## BEGIN
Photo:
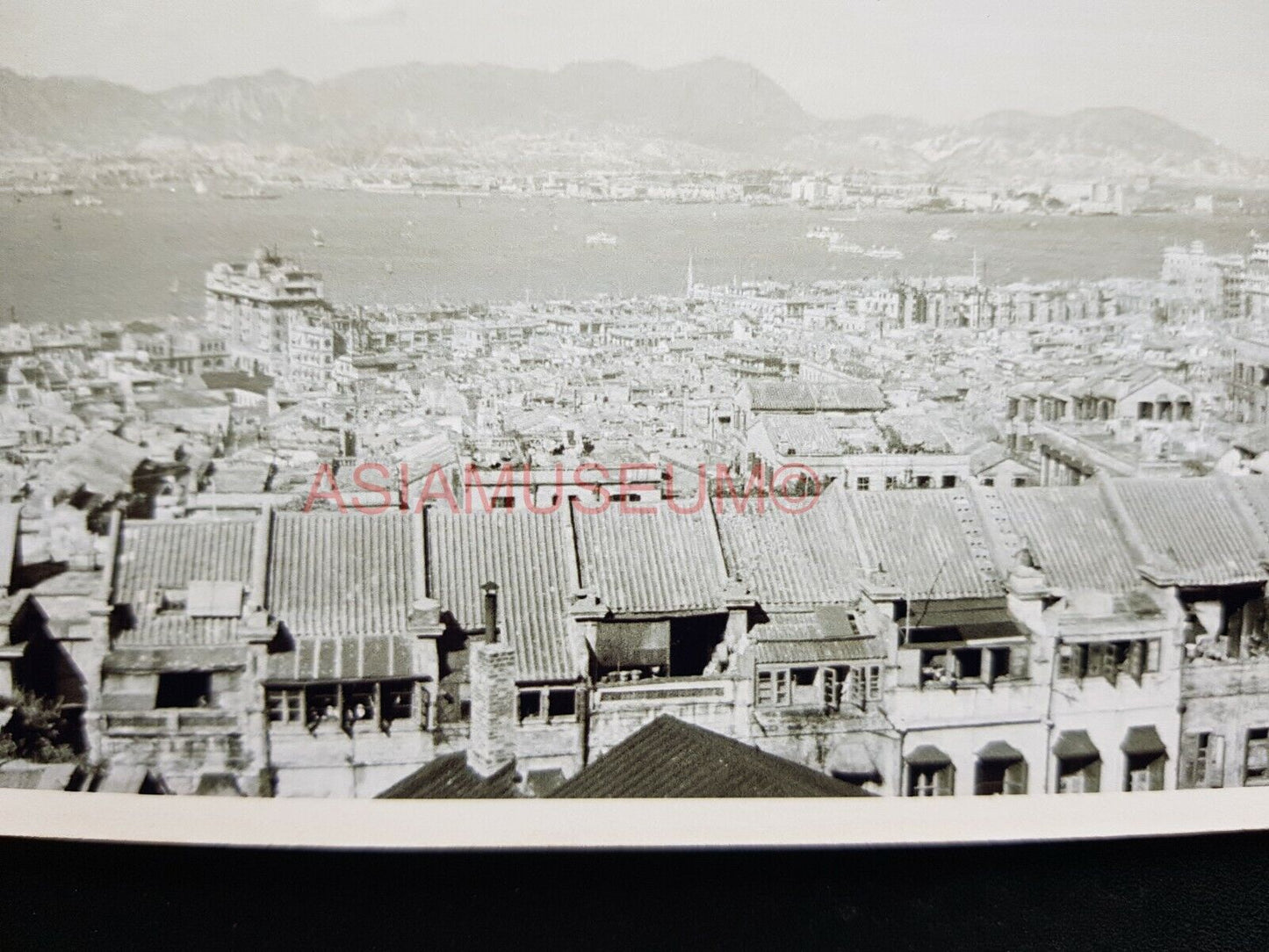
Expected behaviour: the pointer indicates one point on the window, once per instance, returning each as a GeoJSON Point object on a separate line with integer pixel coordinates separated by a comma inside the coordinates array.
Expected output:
{"type": "Point", "coordinates": [398, 700]}
{"type": "Point", "coordinates": [561, 702]}
{"type": "Point", "coordinates": [1108, 659]}
{"type": "Point", "coordinates": [1000, 777]}
{"type": "Point", "coordinates": [1202, 760]}
{"type": "Point", "coordinates": [1257, 761]}
{"type": "Point", "coordinates": [929, 781]}
{"type": "Point", "coordinates": [530, 703]}
{"type": "Point", "coordinates": [1078, 775]}
{"type": "Point", "coordinates": [1145, 772]}
{"type": "Point", "coordinates": [773, 689]}
{"type": "Point", "coordinates": [285, 704]}
{"type": "Point", "coordinates": [184, 689]}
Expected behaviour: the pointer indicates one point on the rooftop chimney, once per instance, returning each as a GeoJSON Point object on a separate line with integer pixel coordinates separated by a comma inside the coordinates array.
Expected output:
{"type": "Point", "coordinates": [490, 590]}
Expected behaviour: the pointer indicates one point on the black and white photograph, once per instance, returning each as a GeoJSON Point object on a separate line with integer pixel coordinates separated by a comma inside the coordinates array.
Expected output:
{"type": "Point", "coordinates": [675, 401]}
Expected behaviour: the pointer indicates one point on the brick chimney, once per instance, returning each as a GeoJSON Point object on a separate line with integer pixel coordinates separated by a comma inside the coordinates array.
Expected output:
{"type": "Point", "coordinates": [493, 697]}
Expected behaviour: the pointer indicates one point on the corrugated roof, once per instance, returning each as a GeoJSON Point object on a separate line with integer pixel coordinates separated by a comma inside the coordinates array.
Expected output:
{"type": "Point", "coordinates": [169, 555]}
{"type": "Point", "coordinates": [929, 541]}
{"type": "Point", "coordinates": [790, 558]}
{"type": "Point", "coordinates": [645, 564]}
{"type": "Point", "coordinates": [1071, 537]}
{"type": "Point", "coordinates": [177, 629]}
{"type": "Point", "coordinates": [530, 559]}
{"type": "Point", "coordinates": [342, 574]}
{"type": "Point", "coordinates": [669, 758]}
{"type": "Point", "coordinates": [1198, 528]}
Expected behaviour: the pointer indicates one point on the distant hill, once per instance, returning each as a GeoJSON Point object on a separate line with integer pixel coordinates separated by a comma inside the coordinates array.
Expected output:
{"type": "Point", "coordinates": [716, 108]}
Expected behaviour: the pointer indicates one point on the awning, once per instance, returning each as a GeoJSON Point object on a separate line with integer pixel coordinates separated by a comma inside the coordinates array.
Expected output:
{"type": "Point", "coordinates": [632, 644]}
{"type": "Point", "coordinates": [1075, 746]}
{"type": "Point", "coordinates": [998, 752]}
{"type": "Point", "coordinates": [1143, 740]}
{"type": "Point", "coordinates": [841, 650]}
{"type": "Point", "coordinates": [927, 755]}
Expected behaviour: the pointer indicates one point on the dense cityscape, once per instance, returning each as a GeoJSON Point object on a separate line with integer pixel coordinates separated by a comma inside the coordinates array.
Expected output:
{"type": "Point", "coordinates": [245, 558]}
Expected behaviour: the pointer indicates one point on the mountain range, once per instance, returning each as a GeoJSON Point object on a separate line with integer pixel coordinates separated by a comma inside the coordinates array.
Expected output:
{"type": "Point", "coordinates": [715, 110]}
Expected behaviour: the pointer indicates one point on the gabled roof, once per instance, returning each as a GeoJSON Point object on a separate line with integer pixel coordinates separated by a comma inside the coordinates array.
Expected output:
{"type": "Point", "coordinates": [790, 558]}
{"type": "Point", "coordinates": [451, 778]}
{"type": "Point", "coordinates": [650, 563]}
{"type": "Point", "coordinates": [670, 758]}
{"type": "Point", "coordinates": [1193, 530]}
{"type": "Point", "coordinates": [929, 541]}
{"type": "Point", "coordinates": [530, 559]}
{"type": "Point", "coordinates": [344, 574]}
{"type": "Point", "coordinates": [1071, 537]}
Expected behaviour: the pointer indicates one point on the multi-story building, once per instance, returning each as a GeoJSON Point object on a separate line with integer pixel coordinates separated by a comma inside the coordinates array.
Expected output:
{"type": "Point", "coordinates": [271, 315]}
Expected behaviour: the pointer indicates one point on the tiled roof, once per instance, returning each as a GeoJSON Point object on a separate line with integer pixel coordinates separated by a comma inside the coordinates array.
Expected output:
{"type": "Point", "coordinates": [451, 778]}
{"type": "Point", "coordinates": [669, 758]}
{"type": "Point", "coordinates": [169, 555]}
{"type": "Point", "coordinates": [342, 574]}
{"type": "Point", "coordinates": [928, 541]}
{"type": "Point", "coordinates": [804, 398]}
{"type": "Point", "coordinates": [9, 516]}
{"type": "Point", "coordinates": [351, 658]}
{"type": "Point", "coordinates": [1071, 537]}
{"type": "Point", "coordinates": [798, 435]}
{"type": "Point", "coordinates": [790, 558]}
{"type": "Point", "coordinates": [650, 563]}
{"type": "Point", "coordinates": [530, 558]}
{"type": "Point", "coordinates": [1197, 530]}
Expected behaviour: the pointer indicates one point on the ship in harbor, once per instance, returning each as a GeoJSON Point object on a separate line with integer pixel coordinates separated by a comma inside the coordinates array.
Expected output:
{"type": "Point", "coordinates": [256, 194]}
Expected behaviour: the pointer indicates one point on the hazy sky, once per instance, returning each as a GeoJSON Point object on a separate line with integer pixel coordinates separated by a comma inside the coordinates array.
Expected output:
{"type": "Point", "coordinates": [1202, 63]}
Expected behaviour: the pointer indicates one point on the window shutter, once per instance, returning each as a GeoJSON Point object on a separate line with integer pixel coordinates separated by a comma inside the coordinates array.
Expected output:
{"type": "Point", "coordinates": [1189, 761]}
{"type": "Point", "coordinates": [1215, 761]}
{"type": "Point", "coordinates": [830, 689]}
{"type": "Point", "coordinates": [1018, 658]}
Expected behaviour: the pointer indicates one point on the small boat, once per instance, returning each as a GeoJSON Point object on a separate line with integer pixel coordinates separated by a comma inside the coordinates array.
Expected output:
{"type": "Point", "coordinates": [891, 254]}
{"type": "Point", "coordinates": [253, 194]}
{"type": "Point", "coordinates": [823, 233]}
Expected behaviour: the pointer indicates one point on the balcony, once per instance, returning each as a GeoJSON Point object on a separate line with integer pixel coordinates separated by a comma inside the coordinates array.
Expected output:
{"type": "Point", "coordinates": [170, 721]}
{"type": "Point", "coordinates": [667, 692]}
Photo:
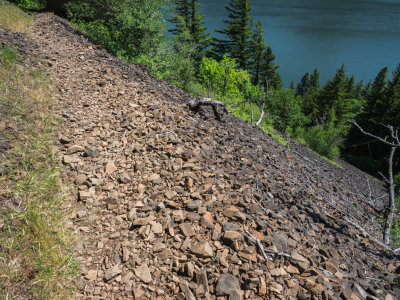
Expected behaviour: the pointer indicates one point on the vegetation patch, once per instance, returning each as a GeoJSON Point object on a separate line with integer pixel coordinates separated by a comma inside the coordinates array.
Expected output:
{"type": "Point", "coordinates": [35, 243]}
{"type": "Point", "coordinates": [13, 18]}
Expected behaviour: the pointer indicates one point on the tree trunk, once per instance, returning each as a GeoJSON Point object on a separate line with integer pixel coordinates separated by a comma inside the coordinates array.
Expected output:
{"type": "Point", "coordinates": [251, 106]}
{"type": "Point", "coordinates": [390, 211]}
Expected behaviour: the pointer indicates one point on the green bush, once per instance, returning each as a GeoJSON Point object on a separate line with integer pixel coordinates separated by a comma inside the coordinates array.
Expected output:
{"type": "Point", "coordinates": [31, 4]}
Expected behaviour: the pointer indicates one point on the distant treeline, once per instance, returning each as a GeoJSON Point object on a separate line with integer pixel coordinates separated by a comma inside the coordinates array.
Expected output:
{"type": "Point", "coordinates": [238, 67]}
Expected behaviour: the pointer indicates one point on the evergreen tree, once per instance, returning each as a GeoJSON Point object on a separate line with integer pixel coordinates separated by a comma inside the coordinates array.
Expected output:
{"type": "Point", "coordinates": [261, 65]}
{"type": "Point", "coordinates": [186, 17]}
{"type": "Point", "coordinates": [257, 48]}
{"type": "Point", "coordinates": [199, 34]}
{"type": "Point", "coordinates": [304, 86]}
{"type": "Point", "coordinates": [268, 72]}
{"type": "Point", "coordinates": [180, 16]}
{"type": "Point", "coordinates": [375, 102]}
{"type": "Point", "coordinates": [393, 96]}
{"type": "Point", "coordinates": [332, 95]}
{"type": "Point", "coordinates": [236, 34]}
{"type": "Point", "coordinates": [315, 80]}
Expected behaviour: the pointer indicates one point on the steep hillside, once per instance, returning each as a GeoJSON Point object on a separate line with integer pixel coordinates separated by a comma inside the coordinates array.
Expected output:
{"type": "Point", "coordinates": [173, 204]}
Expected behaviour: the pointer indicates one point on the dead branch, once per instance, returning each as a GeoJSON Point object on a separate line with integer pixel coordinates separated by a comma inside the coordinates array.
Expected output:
{"type": "Point", "coordinates": [354, 224]}
{"type": "Point", "coordinates": [393, 133]}
{"type": "Point", "coordinates": [394, 143]}
{"type": "Point", "coordinates": [262, 110]}
{"type": "Point", "coordinates": [195, 103]}
{"type": "Point", "coordinates": [236, 104]}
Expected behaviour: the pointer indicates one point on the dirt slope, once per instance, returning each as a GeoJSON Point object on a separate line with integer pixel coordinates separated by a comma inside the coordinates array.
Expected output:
{"type": "Point", "coordinates": [170, 201]}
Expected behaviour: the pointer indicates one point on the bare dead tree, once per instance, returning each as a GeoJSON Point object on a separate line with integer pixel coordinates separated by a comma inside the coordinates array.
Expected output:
{"type": "Point", "coordinates": [393, 142]}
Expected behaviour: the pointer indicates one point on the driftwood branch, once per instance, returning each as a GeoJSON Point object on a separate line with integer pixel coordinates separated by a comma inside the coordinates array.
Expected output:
{"type": "Point", "coordinates": [354, 224]}
{"type": "Point", "coordinates": [237, 103]}
{"type": "Point", "coordinates": [195, 103]}
{"type": "Point", "coordinates": [394, 144]}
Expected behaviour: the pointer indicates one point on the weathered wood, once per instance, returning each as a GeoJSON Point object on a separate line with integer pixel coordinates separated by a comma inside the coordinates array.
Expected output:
{"type": "Point", "coordinates": [195, 103]}
{"type": "Point", "coordinates": [394, 144]}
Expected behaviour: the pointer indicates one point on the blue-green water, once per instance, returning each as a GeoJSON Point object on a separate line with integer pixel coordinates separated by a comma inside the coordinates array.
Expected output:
{"type": "Point", "coordinates": [323, 34]}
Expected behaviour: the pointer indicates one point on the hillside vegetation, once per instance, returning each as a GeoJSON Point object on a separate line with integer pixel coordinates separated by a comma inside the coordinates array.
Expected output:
{"type": "Point", "coordinates": [172, 201]}
{"type": "Point", "coordinates": [35, 245]}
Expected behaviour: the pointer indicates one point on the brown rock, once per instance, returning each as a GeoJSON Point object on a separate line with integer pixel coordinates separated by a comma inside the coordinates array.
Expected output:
{"type": "Point", "coordinates": [110, 167]}
{"type": "Point", "coordinates": [74, 149]}
{"type": "Point", "coordinates": [292, 270]}
{"type": "Point", "coordinates": [262, 286]}
{"type": "Point", "coordinates": [143, 273]}
{"type": "Point", "coordinates": [300, 261]}
{"type": "Point", "coordinates": [91, 275]}
{"type": "Point", "coordinates": [186, 290]}
{"type": "Point", "coordinates": [113, 272]}
{"type": "Point", "coordinates": [153, 177]}
{"type": "Point", "coordinates": [124, 178]}
{"type": "Point", "coordinates": [227, 284]}
{"type": "Point", "coordinates": [187, 230]}
{"type": "Point", "coordinates": [143, 221]}
{"type": "Point", "coordinates": [202, 249]}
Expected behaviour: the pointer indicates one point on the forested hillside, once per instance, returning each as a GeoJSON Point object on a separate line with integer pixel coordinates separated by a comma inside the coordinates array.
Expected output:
{"type": "Point", "coordinates": [169, 195]}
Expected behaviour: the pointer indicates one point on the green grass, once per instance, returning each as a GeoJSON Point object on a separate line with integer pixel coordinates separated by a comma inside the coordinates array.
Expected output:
{"type": "Point", "coordinates": [8, 56]}
{"type": "Point", "coordinates": [13, 18]}
{"type": "Point", "coordinates": [35, 243]}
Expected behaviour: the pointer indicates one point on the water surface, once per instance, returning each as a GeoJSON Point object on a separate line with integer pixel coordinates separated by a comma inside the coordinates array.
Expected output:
{"type": "Point", "coordinates": [323, 34]}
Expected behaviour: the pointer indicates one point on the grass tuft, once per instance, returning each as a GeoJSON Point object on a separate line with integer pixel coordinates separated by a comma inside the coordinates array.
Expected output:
{"type": "Point", "coordinates": [8, 56]}
{"type": "Point", "coordinates": [13, 18]}
{"type": "Point", "coordinates": [35, 243]}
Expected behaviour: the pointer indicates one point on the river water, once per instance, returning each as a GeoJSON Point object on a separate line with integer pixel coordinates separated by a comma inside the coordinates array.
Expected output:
{"type": "Point", "coordinates": [323, 34]}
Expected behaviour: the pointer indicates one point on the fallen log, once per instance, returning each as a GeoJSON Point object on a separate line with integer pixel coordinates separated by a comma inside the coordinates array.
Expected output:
{"type": "Point", "coordinates": [195, 103]}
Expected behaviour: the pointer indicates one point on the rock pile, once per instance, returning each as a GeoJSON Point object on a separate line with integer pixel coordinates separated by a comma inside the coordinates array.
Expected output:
{"type": "Point", "coordinates": [174, 204]}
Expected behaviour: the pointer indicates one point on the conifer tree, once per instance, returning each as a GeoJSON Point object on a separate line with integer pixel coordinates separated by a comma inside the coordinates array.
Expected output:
{"type": "Point", "coordinates": [186, 17]}
{"type": "Point", "coordinates": [181, 16]}
{"type": "Point", "coordinates": [315, 80]}
{"type": "Point", "coordinates": [393, 96]}
{"type": "Point", "coordinates": [261, 65]}
{"type": "Point", "coordinates": [375, 102]}
{"type": "Point", "coordinates": [199, 34]}
{"type": "Point", "coordinates": [236, 34]}
{"type": "Point", "coordinates": [304, 85]}
{"type": "Point", "coordinates": [331, 96]}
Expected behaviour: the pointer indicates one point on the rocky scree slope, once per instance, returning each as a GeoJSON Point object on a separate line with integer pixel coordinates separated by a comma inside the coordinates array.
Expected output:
{"type": "Point", "coordinates": [172, 204]}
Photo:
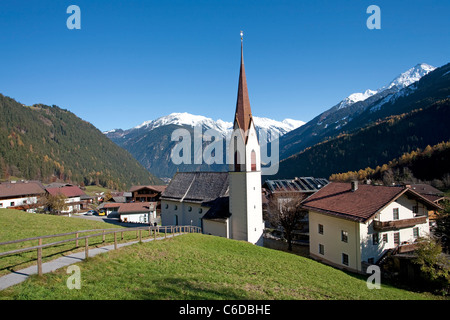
## END
(Aim): Identify every line of the entries above that contains the word "dead", and copy each of those lines in full.

(Solved problem):
Expected behaviour: the pointer indicates one point on the dead branch, once per instance, returning each as a GeoJSON Point object on a separate line with integer pixel coordinates separated by a comma inside the coordinates array.
Expected behaviour: the pointer indicates one point on the bare dead tree, once per instance, returning each as a GeoJSON Point object on a separate line with integer pixel coordinates separated by a comma inside the coordinates array.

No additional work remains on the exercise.